* [SET EXERCISE]: Output, unchanged, the lines of the items below from the line containing "Task: identify the forested" through the end of the items, inclusive.

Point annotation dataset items
========================

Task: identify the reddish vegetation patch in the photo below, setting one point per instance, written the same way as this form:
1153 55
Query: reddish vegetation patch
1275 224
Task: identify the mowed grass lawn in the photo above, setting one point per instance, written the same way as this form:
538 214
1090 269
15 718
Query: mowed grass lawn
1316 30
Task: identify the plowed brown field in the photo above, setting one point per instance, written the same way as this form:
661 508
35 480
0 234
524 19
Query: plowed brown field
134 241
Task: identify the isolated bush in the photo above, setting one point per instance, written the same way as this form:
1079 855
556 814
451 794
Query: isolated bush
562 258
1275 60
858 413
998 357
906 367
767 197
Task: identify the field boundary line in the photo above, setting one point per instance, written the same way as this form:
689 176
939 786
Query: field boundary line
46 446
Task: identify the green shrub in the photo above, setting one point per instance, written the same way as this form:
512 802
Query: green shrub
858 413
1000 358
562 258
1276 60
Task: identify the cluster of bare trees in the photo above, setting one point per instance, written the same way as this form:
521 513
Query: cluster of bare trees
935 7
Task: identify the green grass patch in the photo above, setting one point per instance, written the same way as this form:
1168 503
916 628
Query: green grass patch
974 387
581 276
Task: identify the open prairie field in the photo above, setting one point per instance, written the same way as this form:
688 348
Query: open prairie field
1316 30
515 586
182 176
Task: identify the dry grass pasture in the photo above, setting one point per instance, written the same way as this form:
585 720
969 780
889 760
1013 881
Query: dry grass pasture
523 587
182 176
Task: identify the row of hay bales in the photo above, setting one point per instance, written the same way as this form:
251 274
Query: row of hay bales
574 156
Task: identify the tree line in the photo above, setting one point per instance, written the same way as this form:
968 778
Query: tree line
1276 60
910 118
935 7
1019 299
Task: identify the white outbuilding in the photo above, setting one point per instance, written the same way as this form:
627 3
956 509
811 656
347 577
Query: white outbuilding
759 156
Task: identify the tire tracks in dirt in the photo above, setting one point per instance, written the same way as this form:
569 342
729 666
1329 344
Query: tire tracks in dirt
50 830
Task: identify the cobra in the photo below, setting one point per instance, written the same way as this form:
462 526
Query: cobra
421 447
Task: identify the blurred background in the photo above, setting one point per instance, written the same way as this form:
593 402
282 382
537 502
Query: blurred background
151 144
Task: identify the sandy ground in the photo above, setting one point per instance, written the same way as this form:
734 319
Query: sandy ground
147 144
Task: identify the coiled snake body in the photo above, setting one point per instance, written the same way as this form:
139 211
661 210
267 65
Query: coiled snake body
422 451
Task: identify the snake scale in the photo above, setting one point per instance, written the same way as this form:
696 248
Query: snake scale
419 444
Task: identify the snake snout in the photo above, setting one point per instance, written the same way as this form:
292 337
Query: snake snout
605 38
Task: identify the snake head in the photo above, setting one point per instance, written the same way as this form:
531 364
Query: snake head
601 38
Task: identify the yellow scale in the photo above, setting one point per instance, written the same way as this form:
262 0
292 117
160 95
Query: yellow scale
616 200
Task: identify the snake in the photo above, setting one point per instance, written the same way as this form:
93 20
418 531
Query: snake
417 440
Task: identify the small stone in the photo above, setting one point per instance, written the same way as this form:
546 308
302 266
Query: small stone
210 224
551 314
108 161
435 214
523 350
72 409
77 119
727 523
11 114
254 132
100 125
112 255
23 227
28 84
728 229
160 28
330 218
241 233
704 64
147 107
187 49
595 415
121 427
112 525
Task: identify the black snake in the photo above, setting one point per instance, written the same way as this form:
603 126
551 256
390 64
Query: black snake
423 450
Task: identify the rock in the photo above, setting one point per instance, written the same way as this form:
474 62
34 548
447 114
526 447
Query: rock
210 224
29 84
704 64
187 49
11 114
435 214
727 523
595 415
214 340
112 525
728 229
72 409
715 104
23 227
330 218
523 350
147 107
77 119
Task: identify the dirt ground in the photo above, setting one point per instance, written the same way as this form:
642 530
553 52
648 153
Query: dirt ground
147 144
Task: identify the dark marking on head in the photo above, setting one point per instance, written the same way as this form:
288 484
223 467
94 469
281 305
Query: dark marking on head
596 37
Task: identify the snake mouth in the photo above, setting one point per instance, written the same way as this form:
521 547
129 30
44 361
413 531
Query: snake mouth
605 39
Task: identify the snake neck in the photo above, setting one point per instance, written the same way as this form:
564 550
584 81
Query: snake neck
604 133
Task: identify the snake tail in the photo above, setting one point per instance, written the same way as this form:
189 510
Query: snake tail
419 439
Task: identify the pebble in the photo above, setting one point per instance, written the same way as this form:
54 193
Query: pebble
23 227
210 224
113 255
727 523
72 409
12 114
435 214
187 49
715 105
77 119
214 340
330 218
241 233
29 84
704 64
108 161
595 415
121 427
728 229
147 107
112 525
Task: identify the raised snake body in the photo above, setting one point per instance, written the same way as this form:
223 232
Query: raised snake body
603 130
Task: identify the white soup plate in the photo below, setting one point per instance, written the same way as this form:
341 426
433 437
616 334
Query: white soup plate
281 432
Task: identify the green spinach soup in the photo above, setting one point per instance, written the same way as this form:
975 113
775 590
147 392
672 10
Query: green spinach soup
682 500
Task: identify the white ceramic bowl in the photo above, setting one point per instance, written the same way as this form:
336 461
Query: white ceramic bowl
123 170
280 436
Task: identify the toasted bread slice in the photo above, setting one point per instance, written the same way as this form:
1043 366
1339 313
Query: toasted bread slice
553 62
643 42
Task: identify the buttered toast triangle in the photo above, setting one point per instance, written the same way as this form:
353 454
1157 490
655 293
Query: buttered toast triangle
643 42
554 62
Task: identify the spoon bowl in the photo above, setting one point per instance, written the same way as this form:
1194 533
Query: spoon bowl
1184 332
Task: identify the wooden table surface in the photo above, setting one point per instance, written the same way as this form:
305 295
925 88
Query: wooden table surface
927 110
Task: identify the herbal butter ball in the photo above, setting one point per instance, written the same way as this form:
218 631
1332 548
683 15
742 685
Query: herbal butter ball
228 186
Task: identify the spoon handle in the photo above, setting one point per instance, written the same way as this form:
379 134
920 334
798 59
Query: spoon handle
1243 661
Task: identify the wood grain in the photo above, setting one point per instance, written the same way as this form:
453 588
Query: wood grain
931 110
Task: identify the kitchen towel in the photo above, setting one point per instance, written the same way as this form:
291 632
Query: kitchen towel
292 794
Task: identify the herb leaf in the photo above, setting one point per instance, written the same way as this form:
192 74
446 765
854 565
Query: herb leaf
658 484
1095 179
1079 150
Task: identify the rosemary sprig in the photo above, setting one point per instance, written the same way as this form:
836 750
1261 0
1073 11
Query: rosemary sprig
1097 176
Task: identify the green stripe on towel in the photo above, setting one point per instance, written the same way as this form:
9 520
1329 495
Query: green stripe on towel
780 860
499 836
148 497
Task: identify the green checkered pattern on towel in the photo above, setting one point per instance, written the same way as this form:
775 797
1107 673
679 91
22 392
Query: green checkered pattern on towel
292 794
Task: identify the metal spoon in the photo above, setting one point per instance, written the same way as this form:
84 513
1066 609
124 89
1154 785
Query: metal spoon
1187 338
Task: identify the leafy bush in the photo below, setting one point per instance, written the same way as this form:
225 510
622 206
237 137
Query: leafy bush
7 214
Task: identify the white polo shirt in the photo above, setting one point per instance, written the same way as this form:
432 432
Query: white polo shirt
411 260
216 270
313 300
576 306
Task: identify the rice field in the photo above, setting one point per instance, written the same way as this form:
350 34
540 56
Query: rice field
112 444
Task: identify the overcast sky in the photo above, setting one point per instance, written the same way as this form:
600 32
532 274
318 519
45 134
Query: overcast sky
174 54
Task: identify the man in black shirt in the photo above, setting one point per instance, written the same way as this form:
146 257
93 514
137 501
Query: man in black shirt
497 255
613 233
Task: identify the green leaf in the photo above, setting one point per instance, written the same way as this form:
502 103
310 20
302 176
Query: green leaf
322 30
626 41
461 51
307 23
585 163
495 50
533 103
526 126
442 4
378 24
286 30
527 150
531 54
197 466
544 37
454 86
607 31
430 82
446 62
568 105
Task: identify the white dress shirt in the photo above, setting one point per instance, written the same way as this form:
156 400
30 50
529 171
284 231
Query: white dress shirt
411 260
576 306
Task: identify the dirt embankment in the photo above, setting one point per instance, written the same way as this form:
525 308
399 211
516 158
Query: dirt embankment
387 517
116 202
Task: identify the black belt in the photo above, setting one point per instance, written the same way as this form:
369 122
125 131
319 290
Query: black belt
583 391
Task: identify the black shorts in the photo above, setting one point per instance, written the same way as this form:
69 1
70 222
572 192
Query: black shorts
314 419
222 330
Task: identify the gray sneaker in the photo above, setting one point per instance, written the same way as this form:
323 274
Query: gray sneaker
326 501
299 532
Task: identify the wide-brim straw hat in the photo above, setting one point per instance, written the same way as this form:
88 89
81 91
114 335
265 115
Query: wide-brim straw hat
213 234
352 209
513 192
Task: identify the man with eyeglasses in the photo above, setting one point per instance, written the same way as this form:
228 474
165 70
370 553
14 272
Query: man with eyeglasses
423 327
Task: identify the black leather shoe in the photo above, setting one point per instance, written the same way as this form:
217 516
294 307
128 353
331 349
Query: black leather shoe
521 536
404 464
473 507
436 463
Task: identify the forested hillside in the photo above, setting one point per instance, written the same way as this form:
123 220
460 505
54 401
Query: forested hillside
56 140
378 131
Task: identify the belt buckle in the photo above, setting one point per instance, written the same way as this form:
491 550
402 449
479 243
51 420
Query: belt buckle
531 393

========================

* [EXPECTED ANSWER]:
Task: identify the forested hillside in the photo above, setting one point per instance, written the same way as this form:
123 220
460 505
54 401
Query: forested hillside
56 140
378 131
Task: identify the belt buckle in the photo above, setting one point per instance, written the same way as this form:
491 550
402 449
479 243
51 420
Query: belt buckle
531 393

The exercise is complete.